### [WHAT TO DO]
[A] Render this sentence from the BLOOD interview into Spanish: "We could only select a few since we couldn’t bring everyone."
[B] Carry on the BLOOD interview below, starting right after its final line.

### [SELECTED EXTRACT]
JrockRevolution.com was escorted into the labyrinth of the Los Angeles Knitting Factory, and deep in its belly we found four poised young men awaiting their stage time. In a small red-walled room the size of a shed, we had the opportunity to interview Fuki and Kiwamu of BLOOD, and Ken of GPKism.
JRR: Hello everyone, thank you for letting us interview you today. Our first question is in regards to your previous live in Mexico. How was it?
JRR: Any difference from last time?
BLOOD: Ken has been added.
JRR: How did you decide on the line-up of this tour?
BLOOD: We went by the schedule and tried to call as many people as possible. We could only select a few since we couldn’t bring everyone.
JRR: Is there anything you wish you could have done as a band before you broke up?
BLOOD: Well, we accomplished a lot. We were one of the first visual bands to tour France, well, really Europe in general; we did seven lives in France, nine in the USA, six in Mexico. We were one of the first bands to sell over 20 thousand copies of CDs around the world without any company promoting them or any particular management. BLOOD was also one of the first bands to mix songs for other bands. Other VK artists also mixed for us, and we got some international bands too.
JRR: Like who?
BLOOD: Silver Six of Greece, The Last Dance of the US, Spectrum-X from Italy. The composer for Hamasaki Ayumi wrote various songs for us.
Kiwamu: I wish we had a bigger fanbase in Japan, more like we do overseas. Our overseas fans go through MySpace and listen to the music, not really thinking about what we look like. 99% of fans look at our faces and not even bother. They don’t listen to the music.
JRR: Regarding your latest album, “Last Sky”, is there any difference between this and the previous album?

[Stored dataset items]
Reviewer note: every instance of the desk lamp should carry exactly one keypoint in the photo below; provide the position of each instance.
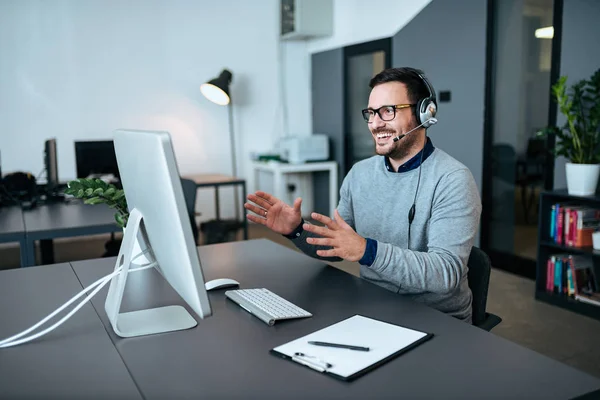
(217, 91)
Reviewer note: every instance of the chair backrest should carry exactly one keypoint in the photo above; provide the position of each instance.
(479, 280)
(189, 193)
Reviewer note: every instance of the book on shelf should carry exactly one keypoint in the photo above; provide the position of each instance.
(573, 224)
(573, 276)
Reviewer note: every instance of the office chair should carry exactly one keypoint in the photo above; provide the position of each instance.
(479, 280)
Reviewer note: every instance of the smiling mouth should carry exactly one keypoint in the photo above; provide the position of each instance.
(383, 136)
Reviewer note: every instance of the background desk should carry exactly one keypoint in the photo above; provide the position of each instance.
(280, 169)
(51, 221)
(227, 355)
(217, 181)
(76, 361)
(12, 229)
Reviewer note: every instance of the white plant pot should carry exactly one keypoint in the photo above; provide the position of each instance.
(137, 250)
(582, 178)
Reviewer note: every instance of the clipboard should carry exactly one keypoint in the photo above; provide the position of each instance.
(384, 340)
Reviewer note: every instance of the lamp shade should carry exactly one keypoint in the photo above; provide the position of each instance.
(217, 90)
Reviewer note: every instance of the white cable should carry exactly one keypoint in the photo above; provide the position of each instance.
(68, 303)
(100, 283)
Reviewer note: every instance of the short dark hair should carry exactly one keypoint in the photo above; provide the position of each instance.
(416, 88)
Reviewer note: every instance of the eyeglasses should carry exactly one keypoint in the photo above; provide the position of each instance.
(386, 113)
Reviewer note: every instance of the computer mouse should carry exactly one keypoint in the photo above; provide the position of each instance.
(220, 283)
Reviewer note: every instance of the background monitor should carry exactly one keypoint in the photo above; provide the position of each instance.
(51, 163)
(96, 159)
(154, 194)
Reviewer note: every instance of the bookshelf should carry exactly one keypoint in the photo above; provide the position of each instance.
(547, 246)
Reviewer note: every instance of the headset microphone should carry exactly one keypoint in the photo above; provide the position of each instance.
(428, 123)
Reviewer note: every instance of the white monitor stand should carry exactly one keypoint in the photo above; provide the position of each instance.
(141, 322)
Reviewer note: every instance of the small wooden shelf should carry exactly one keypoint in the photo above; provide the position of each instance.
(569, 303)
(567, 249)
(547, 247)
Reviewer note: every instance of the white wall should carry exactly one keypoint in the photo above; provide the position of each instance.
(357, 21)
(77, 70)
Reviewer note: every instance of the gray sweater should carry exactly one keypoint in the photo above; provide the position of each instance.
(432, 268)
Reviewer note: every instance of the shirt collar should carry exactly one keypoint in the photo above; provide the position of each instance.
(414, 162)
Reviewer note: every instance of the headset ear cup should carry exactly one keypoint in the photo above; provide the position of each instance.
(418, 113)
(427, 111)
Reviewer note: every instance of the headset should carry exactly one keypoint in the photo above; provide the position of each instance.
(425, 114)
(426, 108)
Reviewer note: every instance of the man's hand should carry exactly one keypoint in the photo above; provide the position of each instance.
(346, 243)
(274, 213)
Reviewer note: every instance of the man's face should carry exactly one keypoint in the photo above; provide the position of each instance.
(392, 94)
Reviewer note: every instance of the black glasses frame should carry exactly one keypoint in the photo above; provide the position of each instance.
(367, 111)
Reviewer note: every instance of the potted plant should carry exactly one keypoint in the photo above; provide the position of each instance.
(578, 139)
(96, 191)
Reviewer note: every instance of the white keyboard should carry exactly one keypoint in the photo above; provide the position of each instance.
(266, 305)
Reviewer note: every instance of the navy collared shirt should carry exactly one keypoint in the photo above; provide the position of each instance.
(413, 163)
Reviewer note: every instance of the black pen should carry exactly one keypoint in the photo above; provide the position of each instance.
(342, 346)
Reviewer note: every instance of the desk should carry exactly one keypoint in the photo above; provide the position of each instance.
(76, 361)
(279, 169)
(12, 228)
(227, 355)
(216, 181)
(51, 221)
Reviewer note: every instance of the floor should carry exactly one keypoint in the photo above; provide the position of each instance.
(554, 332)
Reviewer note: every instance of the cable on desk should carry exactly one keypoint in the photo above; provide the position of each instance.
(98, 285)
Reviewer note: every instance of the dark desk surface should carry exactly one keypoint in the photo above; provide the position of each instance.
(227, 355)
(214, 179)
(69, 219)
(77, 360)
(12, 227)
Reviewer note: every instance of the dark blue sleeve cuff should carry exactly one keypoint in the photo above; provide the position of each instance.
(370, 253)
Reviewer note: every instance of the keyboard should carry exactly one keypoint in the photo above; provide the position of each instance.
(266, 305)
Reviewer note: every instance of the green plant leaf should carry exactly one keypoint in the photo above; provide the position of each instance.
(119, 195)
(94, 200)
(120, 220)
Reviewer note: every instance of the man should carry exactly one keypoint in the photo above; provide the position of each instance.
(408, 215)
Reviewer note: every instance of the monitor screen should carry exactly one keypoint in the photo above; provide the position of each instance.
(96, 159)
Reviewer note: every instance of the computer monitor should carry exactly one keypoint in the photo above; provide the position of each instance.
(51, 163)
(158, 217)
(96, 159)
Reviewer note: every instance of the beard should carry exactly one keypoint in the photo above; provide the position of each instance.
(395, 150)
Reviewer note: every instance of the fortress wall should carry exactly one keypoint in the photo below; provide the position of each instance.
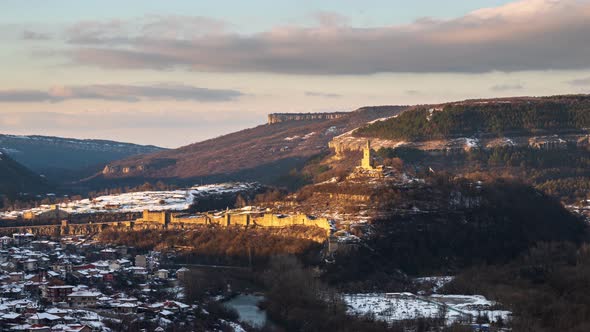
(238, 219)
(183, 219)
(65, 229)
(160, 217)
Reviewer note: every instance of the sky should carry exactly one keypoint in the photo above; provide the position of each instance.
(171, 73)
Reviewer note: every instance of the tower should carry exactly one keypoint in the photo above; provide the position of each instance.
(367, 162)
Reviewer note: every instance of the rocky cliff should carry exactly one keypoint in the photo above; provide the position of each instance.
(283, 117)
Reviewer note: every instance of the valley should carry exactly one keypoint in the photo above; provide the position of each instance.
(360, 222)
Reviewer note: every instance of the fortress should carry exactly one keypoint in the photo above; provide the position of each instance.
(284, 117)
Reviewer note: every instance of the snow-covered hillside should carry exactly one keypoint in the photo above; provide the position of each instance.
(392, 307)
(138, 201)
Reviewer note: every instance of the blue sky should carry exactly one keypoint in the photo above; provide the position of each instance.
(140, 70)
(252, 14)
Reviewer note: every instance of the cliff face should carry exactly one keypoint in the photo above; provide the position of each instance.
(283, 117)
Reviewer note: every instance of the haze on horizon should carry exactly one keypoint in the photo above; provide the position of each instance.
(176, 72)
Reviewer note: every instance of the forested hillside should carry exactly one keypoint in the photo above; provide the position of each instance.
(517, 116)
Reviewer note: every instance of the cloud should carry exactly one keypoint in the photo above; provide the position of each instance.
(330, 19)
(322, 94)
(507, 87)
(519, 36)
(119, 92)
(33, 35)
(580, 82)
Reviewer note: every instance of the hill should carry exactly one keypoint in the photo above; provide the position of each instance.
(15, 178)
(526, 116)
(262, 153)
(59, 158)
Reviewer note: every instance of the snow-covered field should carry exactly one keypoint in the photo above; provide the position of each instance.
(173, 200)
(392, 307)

==

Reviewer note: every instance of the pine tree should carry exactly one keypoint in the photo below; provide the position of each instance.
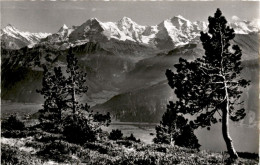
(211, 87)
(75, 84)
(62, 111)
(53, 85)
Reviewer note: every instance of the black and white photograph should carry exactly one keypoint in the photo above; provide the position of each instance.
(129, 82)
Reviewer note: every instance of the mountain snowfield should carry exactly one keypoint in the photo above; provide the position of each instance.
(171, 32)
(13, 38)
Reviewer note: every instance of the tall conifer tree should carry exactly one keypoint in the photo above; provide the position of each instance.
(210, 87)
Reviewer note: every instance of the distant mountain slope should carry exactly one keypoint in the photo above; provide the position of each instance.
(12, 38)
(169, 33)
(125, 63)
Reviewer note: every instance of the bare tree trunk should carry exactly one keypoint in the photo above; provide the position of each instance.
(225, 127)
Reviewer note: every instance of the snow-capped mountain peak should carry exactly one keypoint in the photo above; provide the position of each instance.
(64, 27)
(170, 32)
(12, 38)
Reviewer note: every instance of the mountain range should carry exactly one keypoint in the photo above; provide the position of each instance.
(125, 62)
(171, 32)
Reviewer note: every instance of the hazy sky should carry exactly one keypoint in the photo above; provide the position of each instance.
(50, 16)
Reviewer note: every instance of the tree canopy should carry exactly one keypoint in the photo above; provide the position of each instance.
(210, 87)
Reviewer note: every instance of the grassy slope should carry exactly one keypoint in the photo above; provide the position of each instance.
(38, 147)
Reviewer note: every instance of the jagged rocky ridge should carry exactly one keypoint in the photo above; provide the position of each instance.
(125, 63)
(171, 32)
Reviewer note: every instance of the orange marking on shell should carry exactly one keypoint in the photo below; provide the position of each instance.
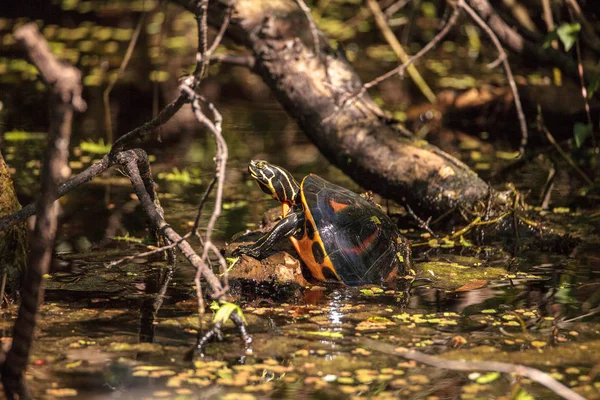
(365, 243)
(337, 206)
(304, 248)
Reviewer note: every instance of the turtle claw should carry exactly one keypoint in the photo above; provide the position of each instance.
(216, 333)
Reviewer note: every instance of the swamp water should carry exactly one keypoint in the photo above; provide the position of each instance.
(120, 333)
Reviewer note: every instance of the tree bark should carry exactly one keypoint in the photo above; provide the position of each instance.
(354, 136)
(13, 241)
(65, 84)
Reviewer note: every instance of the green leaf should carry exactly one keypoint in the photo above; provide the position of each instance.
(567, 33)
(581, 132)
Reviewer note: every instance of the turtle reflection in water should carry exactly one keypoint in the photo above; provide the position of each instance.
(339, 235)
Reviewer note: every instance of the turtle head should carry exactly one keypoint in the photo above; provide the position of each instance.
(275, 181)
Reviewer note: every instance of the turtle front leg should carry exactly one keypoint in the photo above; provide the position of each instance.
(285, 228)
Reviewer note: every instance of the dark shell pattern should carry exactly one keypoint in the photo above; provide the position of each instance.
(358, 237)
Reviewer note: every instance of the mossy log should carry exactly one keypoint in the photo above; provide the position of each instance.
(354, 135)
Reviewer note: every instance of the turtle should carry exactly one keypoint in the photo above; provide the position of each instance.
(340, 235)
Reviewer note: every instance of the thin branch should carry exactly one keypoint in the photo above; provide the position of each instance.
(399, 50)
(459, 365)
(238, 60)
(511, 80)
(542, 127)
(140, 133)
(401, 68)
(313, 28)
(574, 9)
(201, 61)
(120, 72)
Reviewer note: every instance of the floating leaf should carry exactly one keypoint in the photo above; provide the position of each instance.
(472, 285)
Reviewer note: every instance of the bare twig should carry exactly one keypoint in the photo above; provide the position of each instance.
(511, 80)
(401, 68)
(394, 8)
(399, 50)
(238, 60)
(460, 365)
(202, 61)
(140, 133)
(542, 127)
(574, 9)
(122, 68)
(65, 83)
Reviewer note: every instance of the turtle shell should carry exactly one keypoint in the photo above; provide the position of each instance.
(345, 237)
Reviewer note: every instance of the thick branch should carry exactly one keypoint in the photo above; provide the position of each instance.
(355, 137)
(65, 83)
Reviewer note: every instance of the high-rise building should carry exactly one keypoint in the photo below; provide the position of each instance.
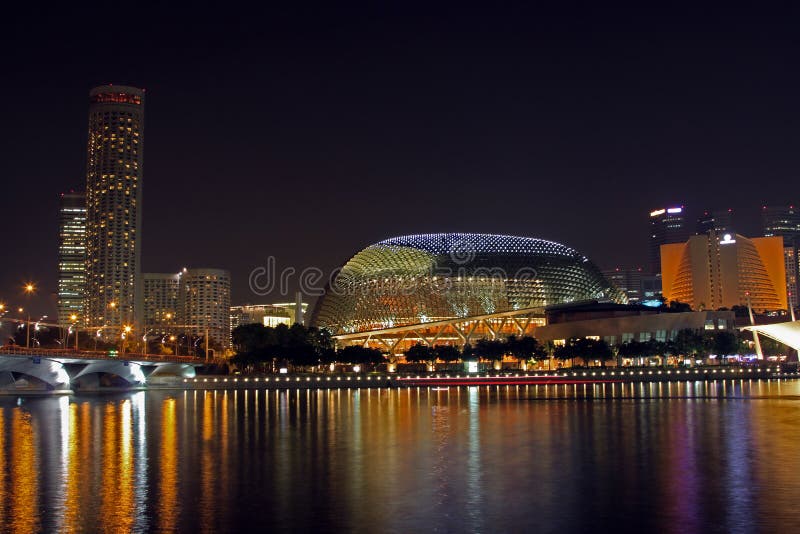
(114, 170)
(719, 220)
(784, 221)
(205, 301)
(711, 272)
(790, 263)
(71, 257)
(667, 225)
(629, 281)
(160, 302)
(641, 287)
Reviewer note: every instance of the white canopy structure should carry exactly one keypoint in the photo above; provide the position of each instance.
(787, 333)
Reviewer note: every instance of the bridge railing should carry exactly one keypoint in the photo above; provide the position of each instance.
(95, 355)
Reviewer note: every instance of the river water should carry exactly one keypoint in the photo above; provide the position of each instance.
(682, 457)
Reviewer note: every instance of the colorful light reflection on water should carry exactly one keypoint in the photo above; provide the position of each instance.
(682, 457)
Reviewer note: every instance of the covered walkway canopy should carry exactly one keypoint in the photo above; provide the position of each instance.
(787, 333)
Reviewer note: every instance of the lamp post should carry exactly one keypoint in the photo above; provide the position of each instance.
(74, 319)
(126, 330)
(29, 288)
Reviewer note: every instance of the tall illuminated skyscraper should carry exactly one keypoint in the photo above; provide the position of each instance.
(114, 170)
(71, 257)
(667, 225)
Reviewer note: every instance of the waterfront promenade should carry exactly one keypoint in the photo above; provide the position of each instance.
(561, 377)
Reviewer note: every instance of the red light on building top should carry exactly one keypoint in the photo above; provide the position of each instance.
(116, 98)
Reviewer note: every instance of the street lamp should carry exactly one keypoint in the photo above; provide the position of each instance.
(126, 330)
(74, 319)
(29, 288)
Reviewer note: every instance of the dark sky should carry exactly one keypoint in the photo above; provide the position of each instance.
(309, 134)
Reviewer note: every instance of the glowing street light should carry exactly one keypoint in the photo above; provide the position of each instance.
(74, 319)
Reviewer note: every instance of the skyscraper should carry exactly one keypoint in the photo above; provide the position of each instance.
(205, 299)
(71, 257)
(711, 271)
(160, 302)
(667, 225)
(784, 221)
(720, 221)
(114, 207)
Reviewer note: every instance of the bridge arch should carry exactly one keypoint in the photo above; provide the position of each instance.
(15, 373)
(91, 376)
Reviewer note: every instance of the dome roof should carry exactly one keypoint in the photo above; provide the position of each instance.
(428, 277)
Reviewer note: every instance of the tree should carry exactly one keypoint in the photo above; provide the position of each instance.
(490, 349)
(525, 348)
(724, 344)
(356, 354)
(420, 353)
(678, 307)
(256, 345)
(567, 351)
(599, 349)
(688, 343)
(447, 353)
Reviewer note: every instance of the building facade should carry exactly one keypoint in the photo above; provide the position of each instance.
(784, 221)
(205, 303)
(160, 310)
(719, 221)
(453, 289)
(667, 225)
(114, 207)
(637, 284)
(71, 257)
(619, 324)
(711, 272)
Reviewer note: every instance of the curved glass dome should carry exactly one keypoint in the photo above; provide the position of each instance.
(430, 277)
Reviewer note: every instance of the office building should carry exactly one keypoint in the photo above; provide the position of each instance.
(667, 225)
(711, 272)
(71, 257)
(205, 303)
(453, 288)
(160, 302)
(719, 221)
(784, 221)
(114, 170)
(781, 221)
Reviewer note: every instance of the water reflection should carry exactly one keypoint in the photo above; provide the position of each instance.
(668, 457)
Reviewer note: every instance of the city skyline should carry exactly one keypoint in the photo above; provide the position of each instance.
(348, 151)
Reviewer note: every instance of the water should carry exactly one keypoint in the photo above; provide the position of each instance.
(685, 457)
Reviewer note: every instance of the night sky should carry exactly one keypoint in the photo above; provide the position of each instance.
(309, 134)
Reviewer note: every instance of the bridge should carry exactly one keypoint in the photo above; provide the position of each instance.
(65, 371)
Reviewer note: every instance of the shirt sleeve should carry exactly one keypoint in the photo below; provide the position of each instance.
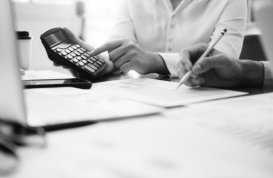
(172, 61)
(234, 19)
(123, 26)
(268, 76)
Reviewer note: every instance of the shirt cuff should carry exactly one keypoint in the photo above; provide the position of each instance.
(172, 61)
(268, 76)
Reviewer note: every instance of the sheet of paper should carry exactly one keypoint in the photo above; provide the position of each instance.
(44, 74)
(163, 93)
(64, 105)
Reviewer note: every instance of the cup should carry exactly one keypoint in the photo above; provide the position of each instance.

### [ANSWERS]
[A] Solo pudimos seleccionar a unos pocos, ya que no podíamos traer a todos.

[B]
BLOOD: There really isn’t any difference between “Last Sky” and previous album. We didn’t really think of it as our last album.
JRR: Which is the most meaningful to you?
BLOOD: All the songs are important, it’s impossible to pick one.
JRR: Americans are often scared of visual kei. What would you say to someone who was wary to get him or her to try your music?
BLOOD: Most people in Japan, when they [hear] VK, say, “eww…” or “oh, it’s visual kei” (in a disgusted tone of voice). It’s far better to look at the picture and listen to the music first. It’s a better way to get them to listen to the music.
JRR: Do you still have your first guitars?
Fuuki and Kiwamu: We lost them.
JRR: If you had a child who wanted to become a visual or gothic musician, would you support them?
Ken: I wouldn’t push myself on my child, I would give my child total freedom and contemplate exactly he or she wants to do for life. It is all about freedom.
JRR: Have you ever had problems with that attitude? Or challenges or difficulties personally when people look at you weird?
Ken: There were others who misunderstood the aspects of that type of lifestyle, how the individuality is inserted. I am just trying to evoke a sense of freedom upon myself.
JRR: What about BLOOD?
Kiwamu: Like Ken, I will let him do what he wants to do. I will not force a certain style on him.
Fuki: I have numerous amounts of instruments and CDs at my home, so it’s highly likely that the kid will go to that direction. He’ll be curious.
JRR: For GPK, any more international tours planned?
Ken: We’re planning [an] Australian tour.
Kiwamu: Four places with DJ SiSen.
JRR: Where else?
BLOOD/GPKism: We did a lot of touring. Besides the spots we already went, there’s no place else we want to go. We tried to go to Italy, but it didn’t really work out with tour promoter. Maybe London again.
JRR: What about the rest of Asia, like South Asia and Korea?
Kiwamu: If we had connections to those places, of course we’d go. Maybe China, I’ve heard of a couple of bands that played there; sounded really fun.
JRR: What else will you be up to after BLOOD’s dissolution?
Kiwamu: In addition to continue GPKISM, I will be running my label. I have five artists so far, but I want to double that amount and focus on supporting those artists and assisting them with knowledge they’ve gained as a band myself.
Fuuki: Right now, I have a bar, and I can play music there that I think is good. One day, if I make a good song, I want to publish it through Kiwamu.
JRR: You work at a bar? What kind of alcohol do you like best?
Fuuki: My original cocktail, Raining Blood.
Kiwamu: I can’t drink alcohol.
Ken: Never tried it.
JRR: Was dissolution something that the band had been thinking about for a while, and now seemed just like a good idea to try it?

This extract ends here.